Problem to solve: If a record holds a picture, leave the picture out; return everything else exactly.

Data supplied:
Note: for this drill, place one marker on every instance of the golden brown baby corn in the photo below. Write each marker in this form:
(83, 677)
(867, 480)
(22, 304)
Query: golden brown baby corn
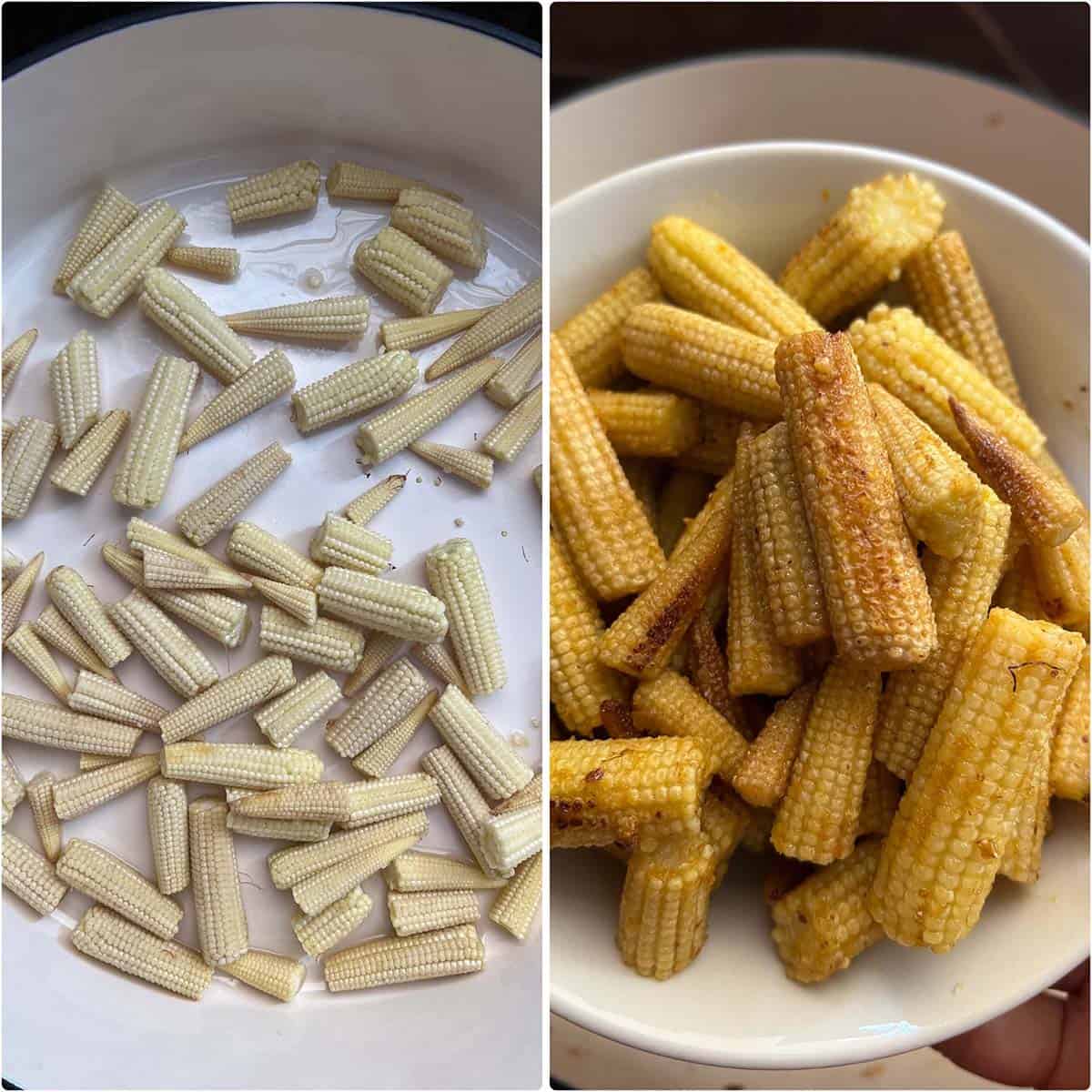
(592, 503)
(642, 640)
(703, 272)
(945, 290)
(785, 554)
(1046, 509)
(945, 844)
(758, 662)
(876, 594)
(606, 791)
(822, 925)
(898, 350)
(662, 922)
(818, 817)
(592, 337)
(864, 245)
(670, 705)
(762, 779)
(722, 365)
(960, 589)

The answer:
Note: for this drill, place one marker on every instance of the golden brown baby corn in the photo below. Write each marker in this form:
(83, 677)
(867, 480)
(22, 304)
Query: golden brown baby corn
(592, 503)
(642, 640)
(703, 272)
(945, 290)
(785, 554)
(1046, 509)
(945, 844)
(758, 662)
(876, 594)
(606, 791)
(822, 925)
(898, 350)
(662, 922)
(818, 817)
(592, 337)
(864, 245)
(670, 705)
(762, 779)
(722, 365)
(960, 589)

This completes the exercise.